> WHAT THIS TASK INVOLVES:
Would you please set down the entries below exactly as shown?
___ SOURCE DATA ___
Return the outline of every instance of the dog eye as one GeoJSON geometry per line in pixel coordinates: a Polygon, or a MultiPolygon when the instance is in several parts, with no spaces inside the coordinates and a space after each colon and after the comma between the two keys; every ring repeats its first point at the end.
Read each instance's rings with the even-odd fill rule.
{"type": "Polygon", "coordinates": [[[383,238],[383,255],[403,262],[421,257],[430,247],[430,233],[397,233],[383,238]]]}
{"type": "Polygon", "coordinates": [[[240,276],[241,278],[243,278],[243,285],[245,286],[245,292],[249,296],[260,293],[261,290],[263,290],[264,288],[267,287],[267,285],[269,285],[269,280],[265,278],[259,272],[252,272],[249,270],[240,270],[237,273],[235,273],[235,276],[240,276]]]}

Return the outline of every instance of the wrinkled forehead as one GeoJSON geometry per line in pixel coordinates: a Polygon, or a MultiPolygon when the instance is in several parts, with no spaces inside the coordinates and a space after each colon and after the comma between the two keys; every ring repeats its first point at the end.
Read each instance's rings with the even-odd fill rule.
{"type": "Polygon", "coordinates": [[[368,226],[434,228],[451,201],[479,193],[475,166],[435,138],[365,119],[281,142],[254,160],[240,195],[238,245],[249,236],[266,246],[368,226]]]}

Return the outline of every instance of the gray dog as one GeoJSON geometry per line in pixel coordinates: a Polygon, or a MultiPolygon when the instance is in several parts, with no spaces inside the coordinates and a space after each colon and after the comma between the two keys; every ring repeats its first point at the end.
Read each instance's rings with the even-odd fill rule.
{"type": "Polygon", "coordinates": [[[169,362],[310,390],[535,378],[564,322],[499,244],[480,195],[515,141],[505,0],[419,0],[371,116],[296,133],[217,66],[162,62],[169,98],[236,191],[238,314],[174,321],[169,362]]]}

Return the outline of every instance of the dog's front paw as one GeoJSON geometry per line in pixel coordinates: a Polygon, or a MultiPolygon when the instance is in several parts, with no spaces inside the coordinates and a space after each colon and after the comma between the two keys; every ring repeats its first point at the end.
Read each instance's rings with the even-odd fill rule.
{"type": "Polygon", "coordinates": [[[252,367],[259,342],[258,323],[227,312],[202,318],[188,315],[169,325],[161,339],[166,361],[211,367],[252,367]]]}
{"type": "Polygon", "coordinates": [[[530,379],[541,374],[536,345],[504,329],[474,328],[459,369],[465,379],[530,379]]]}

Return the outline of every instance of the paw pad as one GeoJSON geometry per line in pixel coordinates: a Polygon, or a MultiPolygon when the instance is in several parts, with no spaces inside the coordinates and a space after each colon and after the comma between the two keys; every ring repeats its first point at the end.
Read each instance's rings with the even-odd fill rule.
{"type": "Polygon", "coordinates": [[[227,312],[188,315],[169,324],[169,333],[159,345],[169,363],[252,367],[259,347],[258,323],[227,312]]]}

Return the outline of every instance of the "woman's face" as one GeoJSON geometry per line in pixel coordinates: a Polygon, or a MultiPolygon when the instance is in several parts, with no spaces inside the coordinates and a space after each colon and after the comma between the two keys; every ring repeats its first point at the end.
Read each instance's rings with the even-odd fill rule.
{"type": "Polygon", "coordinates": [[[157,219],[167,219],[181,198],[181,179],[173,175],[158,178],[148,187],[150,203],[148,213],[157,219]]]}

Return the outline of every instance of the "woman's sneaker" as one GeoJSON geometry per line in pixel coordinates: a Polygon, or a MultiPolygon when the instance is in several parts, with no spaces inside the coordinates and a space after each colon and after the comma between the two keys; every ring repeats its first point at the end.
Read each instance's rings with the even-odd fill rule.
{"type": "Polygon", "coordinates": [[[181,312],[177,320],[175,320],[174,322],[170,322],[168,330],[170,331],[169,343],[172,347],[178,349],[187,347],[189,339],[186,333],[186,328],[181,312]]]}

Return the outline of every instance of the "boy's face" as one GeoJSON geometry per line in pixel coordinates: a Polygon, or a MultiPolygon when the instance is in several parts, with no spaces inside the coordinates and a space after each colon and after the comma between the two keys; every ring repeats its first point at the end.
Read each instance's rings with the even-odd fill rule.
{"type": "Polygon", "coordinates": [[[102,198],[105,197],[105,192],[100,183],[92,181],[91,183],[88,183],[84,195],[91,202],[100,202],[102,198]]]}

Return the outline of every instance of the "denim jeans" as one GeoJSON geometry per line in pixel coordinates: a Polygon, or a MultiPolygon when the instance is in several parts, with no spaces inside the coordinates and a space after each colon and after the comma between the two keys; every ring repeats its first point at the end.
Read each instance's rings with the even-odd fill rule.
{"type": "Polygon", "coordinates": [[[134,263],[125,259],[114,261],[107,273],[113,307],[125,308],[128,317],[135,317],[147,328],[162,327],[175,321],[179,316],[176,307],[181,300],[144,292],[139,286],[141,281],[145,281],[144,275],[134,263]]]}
___
> RESULT OF THE EXERCISE:
Return the outline of every instance of the dog eye as one GeoJSON geometry per line in pixel coordinates: a Polygon, or a MultiPolygon when the instance is in several parts, with no spaces inside the coordinates and a space after each colon and after the comma between the two keys; every ring repeats its first point at the end.
Read each instance's rings with the even-odd fill rule.
{"type": "Polygon", "coordinates": [[[383,238],[383,255],[403,262],[421,257],[430,247],[430,233],[397,233],[383,238]]]}
{"type": "Polygon", "coordinates": [[[240,276],[241,278],[243,278],[243,285],[245,286],[245,292],[249,296],[260,293],[261,290],[263,290],[264,288],[267,287],[267,285],[269,285],[269,280],[265,278],[259,272],[252,272],[249,270],[240,270],[237,273],[235,273],[235,276],[240,276]]]}

Return the outline of every instance of the wrinkled forehead as one GeoJSON geometry per line in pixel coordinates: a Polygon, or a MultiPolygon when the instance is in several parts, with no spaces inside the coordinates and a space after each colon and after the comma between the two keys; every ring repeats its first point at the end.
Read each instance's rings with the even-odd fill rule.
{"type": "Polygon", "coordinates": [[[368,226],[434,228],[451,201],[479,193],[475,166],[435,138],[365,119],[281,142],[254,160],[240,195],[238,245],[249,236],[266,246],[368,226]]]}

Return the outline of every instance of the gray dog as one GeoJSON geometry per line in pixel coordinates: a Polygon, or a MultiPolygon when the instance is in several parts, with no spaces inside the coordinates and a space after each colon and after the comma between the two keys; every ring repeats its first point at the end.
Read each instance's rings with the even-odd fill rule.
{"type": "Polygon", "coordinates": [[[169,362],[310,390],[535,378],[564,322],[499,244],[480,195],[515,141],[505,0],[419,0],[371,116],[296,133],[217,66],[162,62],[169,98],[236,191],[238,314],[174,321],[169,362]]]}

Return the outline of every instance of the dog's front paw as one GeoJSON geometry per line in pixel coordinates: a Polygon, or a MultiPolygon when the instance is in several parts, with no spaces inside the coordinates and a space after each colon and after the comma between the two keys; every ring repeats its first point at the end.
Read each instance's rings with the even-odd fill rule.
{"type": "Polygon", "coordinates": [[[252,367],[259,342],[258,323],[227,312],[202,318],[188,315],[169,325],[161,339],[166,361],[211,367],[252,367]]]}
{"type": "Polygon", "coordinates": [[[530,379],[541,374],[536,345],[504,329],[474,328],[459,369],[465,379],[530,379]]]}

Return the outline of every instance of the paw pad as one GeoJSON geometry per line in pixel coordinates: a Polygon, or a MultiPolygon when the instance is in several parts, with no spaces inside the coordinates and a space after each colon and after the comma between the two keys; every ring repeats its first point at the end.
Read each instance's rings with the even-odd fill rule.
{"type": "Polygon", "coordinates": [[[227,312],[188,315],[169,324],[169,333],[159,345],[169,363],[252,367],[259,347],[258,323],[227,312]]]}

Return the outline of every instance of the "woman's face" as one GeoJSON geometry per line in pixel coordinates: a Polygon, or a MultiPolygon when the instance is in several parts, with no spaces inside the coordinates and a space after each colon and after the comma between the two keys; every ring repeats its first point at the end.
Read each instance's rings with the even-odd fill rule.
{"type": "Polygon", "coordinates": [[[157,219],[167,219],[181,198],[181,179],[173,175],[158,178],[148,187],[150,203],[148,213],[157,219]]]}

Return the outline of every instance of the "woman's sneaker" as one GeoJSON geometry per line in pixel coordinates: a Polygon, or a MultiPolygon when the instance is in several parts, with no spaces inside the coordinates and a space after each colon and after the comma between the two keys; every ring repeats its first point at the end.
Read each instance's rings with the even-odd fill rule.
{"type": "Polygon", "coordinates": [[[181,312],[177,320],[175,320],[174,322],[170,322],[168,330],[170,331],[169,343],[172,347],[178,349],[187,347],[189,339],[186,333],[186,328],[181,312]]]}

Return the outline of every instance of the "boy's face" as one GeoJSON geometry per line in pixel coordinates: a Polygon, or a MultiPolygon when the instance is in several parts, with no spaces inside the coordinates and a space after each colon and after the comma between the two keys; every ring repeats its first point at the end.
Read each instance's rings with the even-odd fill rule.
{"type": "Polygon", "coordinates": [[[102,198],[105,197],[105,192],[100,183],[92,181],[91,183],[88,183],[84,195],[91,202],[100,202],[102,198]]]}

Return the outline of every instance of the "denim jeans" as one GeoJSON geometry per line in pixel coordinates: a Polygon, or a MultiPolygon when the instance is in several parts, with no spaces inside the coordinates and a space after each colon and after the comma between the two keys; every ring repeats its first point at the end.
Read each instance's rings with the even-odd fill rule.
{"type": "Polygon", "coordinates": [[[134,263],[125,259],[114,261],[107,273],[113,307],[125,308],[128,317],[135,317],[147,328],[162,327],[175,321],[179,316],[176,307],[181,300],[144,292],[139,286],[141,281],[145,281],[144,275],[134,263]]]}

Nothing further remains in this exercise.